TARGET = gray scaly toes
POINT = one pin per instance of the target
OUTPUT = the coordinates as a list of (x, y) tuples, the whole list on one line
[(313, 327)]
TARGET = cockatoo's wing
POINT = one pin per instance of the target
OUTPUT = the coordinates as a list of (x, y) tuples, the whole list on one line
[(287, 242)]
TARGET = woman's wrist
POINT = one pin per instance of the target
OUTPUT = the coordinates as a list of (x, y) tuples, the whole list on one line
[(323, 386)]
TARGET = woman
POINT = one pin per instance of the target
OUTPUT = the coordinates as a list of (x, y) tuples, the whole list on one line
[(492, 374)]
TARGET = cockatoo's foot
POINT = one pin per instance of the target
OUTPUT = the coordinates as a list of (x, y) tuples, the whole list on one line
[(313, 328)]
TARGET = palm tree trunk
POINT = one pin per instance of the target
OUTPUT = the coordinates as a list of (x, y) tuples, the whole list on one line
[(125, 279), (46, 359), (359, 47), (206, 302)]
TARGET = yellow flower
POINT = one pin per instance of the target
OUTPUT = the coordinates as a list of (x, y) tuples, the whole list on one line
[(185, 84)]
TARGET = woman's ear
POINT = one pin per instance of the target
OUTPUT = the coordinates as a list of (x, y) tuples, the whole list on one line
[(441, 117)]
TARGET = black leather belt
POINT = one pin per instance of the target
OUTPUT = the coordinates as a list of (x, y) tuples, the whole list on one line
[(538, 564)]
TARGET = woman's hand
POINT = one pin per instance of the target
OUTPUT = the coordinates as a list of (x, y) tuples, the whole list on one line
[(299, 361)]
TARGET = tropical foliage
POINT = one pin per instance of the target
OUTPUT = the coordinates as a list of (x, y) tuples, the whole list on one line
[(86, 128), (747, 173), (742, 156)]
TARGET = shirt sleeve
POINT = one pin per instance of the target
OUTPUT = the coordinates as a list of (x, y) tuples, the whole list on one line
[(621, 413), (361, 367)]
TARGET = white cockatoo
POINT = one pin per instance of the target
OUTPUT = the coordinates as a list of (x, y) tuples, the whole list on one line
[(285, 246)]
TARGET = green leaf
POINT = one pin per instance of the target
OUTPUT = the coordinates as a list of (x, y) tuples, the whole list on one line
********
## Directions
Return verbatim each line from the one that mentions "TARGET = shirt sleeve" to the end of the entries, inclusive.

## Output of the task
TARGET = shirt sleeve
POINT = one pin per instance of the target
OUTPUT = the coordinates as a list of (x, y) tuples, the whole list on one line
[(621, 413), (361, 367)]
TARGET = white cockatoo
POINT = one pin per instance of the target
OUTPUT = the coordinates as a list of (x, y) tuples, the whole list on one line
[(285, 246)]
TARGET = green leaf
POINT = one pin per instance of the target
OUTPUT = the coordinates as a list of (x, y) tuples, the whole list on one line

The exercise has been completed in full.